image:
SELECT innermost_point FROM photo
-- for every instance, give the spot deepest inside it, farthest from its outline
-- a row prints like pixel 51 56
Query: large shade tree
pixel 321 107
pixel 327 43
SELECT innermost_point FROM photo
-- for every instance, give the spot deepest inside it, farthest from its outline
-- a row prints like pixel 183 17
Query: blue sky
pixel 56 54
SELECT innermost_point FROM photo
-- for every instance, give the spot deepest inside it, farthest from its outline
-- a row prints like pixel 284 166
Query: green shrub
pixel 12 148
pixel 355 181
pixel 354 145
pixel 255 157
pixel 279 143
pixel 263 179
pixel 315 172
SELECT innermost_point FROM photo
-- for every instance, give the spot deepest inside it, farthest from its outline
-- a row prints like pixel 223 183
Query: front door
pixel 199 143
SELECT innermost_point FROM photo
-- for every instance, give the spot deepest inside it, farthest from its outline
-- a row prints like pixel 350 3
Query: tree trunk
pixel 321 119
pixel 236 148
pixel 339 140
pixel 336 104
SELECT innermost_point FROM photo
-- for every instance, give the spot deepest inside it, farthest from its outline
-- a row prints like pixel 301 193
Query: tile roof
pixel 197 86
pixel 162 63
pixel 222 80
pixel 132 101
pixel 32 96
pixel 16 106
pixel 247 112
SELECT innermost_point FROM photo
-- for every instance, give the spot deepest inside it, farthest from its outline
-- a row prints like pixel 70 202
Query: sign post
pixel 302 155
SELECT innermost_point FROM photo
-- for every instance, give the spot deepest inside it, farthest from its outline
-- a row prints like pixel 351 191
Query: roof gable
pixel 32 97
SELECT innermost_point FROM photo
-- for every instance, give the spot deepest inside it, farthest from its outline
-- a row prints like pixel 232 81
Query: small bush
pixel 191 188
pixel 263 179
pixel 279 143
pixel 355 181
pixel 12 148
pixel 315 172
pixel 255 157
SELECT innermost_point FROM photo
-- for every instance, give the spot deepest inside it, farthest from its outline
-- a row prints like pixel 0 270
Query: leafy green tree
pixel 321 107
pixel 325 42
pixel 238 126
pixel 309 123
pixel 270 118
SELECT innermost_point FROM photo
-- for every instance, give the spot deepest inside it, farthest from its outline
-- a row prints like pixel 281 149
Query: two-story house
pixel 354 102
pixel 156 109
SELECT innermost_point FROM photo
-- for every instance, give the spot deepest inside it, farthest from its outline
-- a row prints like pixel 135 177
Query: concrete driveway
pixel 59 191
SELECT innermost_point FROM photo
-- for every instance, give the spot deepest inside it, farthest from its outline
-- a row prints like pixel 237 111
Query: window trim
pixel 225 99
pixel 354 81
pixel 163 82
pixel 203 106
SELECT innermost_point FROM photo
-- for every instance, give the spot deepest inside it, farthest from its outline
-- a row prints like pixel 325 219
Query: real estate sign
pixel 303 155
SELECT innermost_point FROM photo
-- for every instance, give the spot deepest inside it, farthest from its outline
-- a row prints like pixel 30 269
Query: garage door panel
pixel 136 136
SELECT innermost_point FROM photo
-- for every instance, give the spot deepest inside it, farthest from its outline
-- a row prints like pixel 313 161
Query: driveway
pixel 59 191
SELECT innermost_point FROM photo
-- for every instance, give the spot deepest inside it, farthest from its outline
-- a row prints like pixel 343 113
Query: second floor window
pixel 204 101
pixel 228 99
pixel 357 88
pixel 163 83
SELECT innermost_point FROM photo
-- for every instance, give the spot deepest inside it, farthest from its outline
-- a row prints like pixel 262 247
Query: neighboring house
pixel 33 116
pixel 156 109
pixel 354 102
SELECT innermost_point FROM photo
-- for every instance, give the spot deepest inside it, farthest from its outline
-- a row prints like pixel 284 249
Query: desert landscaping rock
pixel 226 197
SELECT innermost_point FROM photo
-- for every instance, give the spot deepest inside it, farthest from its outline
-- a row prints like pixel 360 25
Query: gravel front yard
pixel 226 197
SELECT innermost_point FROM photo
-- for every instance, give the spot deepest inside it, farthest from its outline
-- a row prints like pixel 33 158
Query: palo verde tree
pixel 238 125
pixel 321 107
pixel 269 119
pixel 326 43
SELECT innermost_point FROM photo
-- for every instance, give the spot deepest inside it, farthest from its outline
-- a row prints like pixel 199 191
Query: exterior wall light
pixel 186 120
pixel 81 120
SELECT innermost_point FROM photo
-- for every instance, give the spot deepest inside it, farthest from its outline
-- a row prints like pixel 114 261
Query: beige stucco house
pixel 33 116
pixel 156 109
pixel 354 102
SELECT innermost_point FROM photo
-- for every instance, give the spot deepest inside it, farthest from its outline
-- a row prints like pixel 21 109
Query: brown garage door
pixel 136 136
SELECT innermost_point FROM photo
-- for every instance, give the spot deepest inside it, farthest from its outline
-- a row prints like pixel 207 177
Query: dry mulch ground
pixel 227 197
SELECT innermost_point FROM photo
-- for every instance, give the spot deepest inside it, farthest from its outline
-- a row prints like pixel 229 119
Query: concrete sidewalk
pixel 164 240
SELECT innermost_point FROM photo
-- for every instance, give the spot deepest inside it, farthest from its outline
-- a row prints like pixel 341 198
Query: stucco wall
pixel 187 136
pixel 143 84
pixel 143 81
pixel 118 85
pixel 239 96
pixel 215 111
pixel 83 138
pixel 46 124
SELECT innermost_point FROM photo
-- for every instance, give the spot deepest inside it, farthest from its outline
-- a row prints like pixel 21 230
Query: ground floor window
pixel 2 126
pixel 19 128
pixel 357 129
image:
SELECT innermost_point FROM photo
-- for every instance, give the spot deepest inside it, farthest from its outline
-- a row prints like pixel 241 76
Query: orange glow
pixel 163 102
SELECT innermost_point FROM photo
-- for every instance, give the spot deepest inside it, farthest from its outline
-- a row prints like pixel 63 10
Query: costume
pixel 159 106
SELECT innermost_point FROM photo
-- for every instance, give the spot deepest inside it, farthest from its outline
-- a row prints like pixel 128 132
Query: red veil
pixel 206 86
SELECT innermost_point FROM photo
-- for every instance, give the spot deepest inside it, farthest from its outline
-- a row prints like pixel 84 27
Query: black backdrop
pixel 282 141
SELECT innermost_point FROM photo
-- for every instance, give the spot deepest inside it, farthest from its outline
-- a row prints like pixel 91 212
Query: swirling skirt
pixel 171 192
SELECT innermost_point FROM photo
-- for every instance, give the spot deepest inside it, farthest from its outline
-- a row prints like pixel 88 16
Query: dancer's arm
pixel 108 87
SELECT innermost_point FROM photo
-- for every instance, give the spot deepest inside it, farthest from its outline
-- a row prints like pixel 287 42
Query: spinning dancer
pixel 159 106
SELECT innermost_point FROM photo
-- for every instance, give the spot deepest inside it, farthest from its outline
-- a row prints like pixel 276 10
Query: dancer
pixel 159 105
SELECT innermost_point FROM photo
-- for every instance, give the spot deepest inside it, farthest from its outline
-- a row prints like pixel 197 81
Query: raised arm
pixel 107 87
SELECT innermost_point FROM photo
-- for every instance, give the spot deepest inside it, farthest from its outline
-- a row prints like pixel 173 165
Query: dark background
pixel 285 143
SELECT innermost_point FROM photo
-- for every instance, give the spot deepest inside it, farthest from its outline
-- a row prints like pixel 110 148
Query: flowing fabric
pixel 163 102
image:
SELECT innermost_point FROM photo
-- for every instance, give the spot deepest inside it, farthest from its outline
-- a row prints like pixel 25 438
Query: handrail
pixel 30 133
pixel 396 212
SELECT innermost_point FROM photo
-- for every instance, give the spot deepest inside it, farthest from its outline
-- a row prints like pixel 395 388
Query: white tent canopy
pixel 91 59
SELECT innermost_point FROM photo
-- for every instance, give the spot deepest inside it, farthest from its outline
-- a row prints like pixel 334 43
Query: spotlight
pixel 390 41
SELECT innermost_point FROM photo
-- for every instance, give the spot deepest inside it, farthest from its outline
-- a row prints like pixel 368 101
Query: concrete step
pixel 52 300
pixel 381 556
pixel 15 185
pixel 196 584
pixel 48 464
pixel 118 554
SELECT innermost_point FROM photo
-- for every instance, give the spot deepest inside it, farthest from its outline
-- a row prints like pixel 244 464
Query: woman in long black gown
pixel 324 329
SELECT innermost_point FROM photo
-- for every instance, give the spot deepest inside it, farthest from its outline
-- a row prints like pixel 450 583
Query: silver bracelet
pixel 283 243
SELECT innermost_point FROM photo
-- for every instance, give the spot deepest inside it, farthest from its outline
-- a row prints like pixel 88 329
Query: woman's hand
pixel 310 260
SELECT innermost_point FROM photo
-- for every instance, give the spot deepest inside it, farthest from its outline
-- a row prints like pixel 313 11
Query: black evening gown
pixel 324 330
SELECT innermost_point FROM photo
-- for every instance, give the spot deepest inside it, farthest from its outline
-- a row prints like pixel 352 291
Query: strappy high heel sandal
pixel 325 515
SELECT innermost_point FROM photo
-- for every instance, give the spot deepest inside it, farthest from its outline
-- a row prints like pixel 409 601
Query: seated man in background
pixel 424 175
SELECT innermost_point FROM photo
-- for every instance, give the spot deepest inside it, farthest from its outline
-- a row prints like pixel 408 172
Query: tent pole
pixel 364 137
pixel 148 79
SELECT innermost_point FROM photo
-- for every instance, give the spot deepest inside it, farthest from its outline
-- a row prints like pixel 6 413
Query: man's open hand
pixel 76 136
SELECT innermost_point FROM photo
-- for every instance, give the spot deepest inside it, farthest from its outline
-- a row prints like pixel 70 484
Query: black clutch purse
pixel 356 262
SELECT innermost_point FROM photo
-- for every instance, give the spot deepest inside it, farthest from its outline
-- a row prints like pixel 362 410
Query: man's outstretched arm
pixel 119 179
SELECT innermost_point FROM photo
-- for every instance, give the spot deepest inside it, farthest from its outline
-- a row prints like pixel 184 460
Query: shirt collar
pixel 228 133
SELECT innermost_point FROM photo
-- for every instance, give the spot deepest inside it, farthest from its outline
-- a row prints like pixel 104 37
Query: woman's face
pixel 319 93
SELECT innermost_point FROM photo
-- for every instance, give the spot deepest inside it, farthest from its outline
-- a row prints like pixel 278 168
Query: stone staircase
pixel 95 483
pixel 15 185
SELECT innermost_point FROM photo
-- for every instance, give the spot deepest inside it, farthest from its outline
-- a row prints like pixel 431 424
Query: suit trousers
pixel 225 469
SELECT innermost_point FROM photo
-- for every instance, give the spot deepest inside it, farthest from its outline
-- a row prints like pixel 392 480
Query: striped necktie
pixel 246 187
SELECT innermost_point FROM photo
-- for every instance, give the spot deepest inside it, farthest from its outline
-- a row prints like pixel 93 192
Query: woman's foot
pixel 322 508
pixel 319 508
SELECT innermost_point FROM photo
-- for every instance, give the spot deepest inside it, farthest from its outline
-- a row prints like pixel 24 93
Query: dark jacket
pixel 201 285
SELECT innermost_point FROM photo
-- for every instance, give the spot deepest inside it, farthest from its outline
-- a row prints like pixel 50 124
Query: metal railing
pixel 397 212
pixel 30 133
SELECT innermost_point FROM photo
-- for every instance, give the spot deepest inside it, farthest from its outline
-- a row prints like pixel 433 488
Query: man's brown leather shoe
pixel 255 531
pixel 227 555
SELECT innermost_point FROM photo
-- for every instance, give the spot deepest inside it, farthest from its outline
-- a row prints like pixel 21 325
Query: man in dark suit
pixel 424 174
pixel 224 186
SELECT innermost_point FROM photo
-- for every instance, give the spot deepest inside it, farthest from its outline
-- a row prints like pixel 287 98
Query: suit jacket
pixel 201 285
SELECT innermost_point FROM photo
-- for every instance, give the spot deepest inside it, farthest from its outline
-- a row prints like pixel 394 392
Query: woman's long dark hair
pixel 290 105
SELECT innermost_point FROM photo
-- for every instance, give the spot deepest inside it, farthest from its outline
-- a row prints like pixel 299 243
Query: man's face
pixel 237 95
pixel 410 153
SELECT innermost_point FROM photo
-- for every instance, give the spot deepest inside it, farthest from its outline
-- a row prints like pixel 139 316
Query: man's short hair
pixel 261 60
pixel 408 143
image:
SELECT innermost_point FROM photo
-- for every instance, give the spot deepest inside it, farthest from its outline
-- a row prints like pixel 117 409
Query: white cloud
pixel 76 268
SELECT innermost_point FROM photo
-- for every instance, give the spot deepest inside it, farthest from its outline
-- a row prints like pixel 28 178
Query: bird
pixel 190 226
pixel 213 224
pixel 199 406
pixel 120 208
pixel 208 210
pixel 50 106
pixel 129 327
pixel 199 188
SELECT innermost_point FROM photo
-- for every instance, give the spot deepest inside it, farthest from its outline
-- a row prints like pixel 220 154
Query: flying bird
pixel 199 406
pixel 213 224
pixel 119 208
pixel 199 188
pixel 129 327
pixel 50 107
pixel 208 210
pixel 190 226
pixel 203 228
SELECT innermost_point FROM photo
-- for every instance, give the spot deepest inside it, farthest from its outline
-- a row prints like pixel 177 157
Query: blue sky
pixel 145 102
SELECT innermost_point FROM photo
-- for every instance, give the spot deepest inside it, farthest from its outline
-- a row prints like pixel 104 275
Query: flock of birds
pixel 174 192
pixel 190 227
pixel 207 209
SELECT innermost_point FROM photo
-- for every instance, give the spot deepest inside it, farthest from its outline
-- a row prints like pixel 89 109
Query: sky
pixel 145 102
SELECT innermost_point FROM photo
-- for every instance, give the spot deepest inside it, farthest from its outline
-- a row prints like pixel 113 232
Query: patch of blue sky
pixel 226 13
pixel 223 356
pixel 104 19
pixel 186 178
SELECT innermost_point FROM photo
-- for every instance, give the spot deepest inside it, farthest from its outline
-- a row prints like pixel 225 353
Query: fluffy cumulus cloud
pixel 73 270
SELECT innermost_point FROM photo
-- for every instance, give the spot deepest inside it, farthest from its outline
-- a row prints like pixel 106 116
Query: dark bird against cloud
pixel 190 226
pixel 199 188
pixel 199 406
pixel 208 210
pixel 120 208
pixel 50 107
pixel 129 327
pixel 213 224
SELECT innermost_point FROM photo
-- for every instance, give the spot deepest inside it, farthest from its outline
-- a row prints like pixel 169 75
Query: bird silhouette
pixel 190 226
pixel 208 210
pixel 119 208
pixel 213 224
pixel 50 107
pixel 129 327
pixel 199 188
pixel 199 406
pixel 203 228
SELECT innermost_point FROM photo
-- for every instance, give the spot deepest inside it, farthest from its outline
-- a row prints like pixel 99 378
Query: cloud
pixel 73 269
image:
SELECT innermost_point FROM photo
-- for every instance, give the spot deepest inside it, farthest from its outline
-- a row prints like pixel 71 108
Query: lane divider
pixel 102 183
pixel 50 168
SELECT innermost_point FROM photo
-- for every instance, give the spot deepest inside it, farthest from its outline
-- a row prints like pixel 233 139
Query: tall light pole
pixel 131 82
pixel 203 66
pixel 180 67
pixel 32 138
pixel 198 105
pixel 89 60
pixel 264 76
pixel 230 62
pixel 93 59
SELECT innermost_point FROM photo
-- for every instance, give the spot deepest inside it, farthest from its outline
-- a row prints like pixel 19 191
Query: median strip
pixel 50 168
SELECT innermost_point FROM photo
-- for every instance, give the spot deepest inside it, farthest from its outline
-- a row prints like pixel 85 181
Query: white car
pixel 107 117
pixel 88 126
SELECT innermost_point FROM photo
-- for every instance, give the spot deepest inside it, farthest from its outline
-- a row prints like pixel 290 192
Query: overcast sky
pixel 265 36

********

**Goal of the exercise**
Among the entries above, copy exactly only the lines starting with the one containing "-- a row prints like pixel 70 484" and going through the one containing "-- a row prints like pixel 184 460", both ends included.

**Exercise result**
-- a row prints like pixel 70 484
Query: black clutch purse
pixel 356 262
SELECT innermost_point FROM photo
-- for every instance, give the spot deepest inside it, farthest from its outline
-- a row prints like pixel 362 410
Query: man's outstretched arm
pixel 119 179
SELECT innermost_point FROM photo
-- for every instance, give the spot deepest inside it, farthest from its outline
-- a row prints like pixel 184 460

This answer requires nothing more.